* _Aim of the task_
The expected response consists solely of the lines from the line with "For each instance of the wooden shovel" through the last line of the material below, copied exactly.

*** Opening Exercise material ***

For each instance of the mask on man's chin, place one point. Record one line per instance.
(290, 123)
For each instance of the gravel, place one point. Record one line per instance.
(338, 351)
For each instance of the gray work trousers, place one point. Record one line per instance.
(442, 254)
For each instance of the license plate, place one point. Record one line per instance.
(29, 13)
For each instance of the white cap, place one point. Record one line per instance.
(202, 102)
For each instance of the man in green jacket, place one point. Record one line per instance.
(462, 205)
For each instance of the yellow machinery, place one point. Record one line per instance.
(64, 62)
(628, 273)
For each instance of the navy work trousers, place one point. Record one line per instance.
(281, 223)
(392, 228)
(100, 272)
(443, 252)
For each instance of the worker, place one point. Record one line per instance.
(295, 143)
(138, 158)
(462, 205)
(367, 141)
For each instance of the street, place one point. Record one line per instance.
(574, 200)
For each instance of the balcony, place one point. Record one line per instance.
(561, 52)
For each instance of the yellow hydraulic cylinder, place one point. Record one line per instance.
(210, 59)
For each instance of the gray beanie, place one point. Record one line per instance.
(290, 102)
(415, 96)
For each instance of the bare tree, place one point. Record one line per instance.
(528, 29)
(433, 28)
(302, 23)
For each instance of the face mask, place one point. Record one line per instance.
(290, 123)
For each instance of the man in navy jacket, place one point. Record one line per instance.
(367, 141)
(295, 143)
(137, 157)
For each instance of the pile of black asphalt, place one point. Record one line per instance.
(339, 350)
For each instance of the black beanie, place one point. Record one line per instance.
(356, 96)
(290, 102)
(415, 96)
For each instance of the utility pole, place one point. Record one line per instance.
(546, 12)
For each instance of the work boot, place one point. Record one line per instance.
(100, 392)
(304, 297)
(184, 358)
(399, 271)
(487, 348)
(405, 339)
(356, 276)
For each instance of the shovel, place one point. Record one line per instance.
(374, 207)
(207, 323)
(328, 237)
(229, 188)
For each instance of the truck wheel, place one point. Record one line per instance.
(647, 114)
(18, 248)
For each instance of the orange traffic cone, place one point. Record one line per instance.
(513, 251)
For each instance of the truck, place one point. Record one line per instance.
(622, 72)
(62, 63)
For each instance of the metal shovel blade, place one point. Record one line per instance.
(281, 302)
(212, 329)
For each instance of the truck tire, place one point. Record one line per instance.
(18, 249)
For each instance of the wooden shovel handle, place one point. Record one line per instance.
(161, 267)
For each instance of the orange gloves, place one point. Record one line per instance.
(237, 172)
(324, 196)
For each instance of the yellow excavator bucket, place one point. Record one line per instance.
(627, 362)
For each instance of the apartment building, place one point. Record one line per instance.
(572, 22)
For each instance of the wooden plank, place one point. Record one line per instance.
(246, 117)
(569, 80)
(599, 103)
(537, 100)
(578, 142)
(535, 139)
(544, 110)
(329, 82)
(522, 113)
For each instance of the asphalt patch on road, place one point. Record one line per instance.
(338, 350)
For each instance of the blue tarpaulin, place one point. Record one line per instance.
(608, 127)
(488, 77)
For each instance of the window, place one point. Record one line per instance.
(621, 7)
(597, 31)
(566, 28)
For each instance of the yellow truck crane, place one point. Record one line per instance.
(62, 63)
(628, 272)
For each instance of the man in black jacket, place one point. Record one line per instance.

*** Closing Exercise material ***

* _Solution for this exercise_
For each instance of the wooden shovel handle, place one point. Record one line per instance.
(161, 267)
For each instance of the orange gloves, place one point. Record one line per instance.
(237, 172)
(324, 196)
For each instance of the yellow excavator bucket, place one point. Record one line per instance.
(627, 362)
For each instance of the apartment building, place one point. Record one line per instance.
(572, 22)
For each instance of the wooden plank, place one point. Record one line per instance.
(246, 117)
(569, 80)
(599, 103)
(537, 100)
(578, 142)
(535, 139)
(544, 110)
(329, 82)
(522, 113)
For each instance of the asphalt patch on road, place one point. Record one line per instance.
(338, 350)
For each instance of the blue tarpaulin, place one point. Record one line per instance.
(608, 127)
(488, 77)
For each instance of the window, place one point. Record one line per instance.
(621, 7)
(597, 31)
(566, 28)
For each instance of the yellow truck crane, place one point. Record one line per instance.
(62, 63)
(628, 272)
For each instance of the man in black jacket, place one point. Record one line per instance.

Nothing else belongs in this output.